*What is expected*
Reproduce all of the items below, replacing "charcoal grill" with "barbecue grill" and keeping everything else unchanged. Leave the pictures out of your answer.

*Input*
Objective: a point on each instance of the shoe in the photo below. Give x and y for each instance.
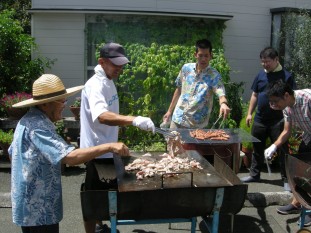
(286, 187)
(102, 228)
(249, 179)
(307, 222)
(288, 209)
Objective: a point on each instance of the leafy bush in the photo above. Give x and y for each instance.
(157, 48)
(296, 39)
(18, 70)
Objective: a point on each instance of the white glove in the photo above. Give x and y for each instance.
(270, 151)
(144, 123)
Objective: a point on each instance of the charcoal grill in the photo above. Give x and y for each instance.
(228, 150)
(207, 192)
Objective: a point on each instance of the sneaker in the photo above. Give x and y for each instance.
(286, 187)
(288, 209)
(307, 222)
(103, 229)
(249, 179)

*Response to this task*
Objective: a point on each instance of the shoe in the photo below. Give x and y for each instance.
(286, 187)
(102, 228)
(249, 179)
(307, 222)
(288, 209)
Objective: a point on each instance of the leafy bush in the photo above. Give x and y for each instance.
(157, 48)
(296, 39)
(18, 70)
Objective: a point on each instance of the white glove in the photo above. Give x and y for each instance.
(270, 151)
(144, 123)
Objective: a point on each instance of the barbecue grill in the photo above. Give x and y for each instance.
(228, 150)
(207, 192)
Objective: a point on each instance of the sneaker in the photo above. Give x and y for each instance.
(286, 187)
(288, 209)
(307, 222)
(103, 229)
(249, 179)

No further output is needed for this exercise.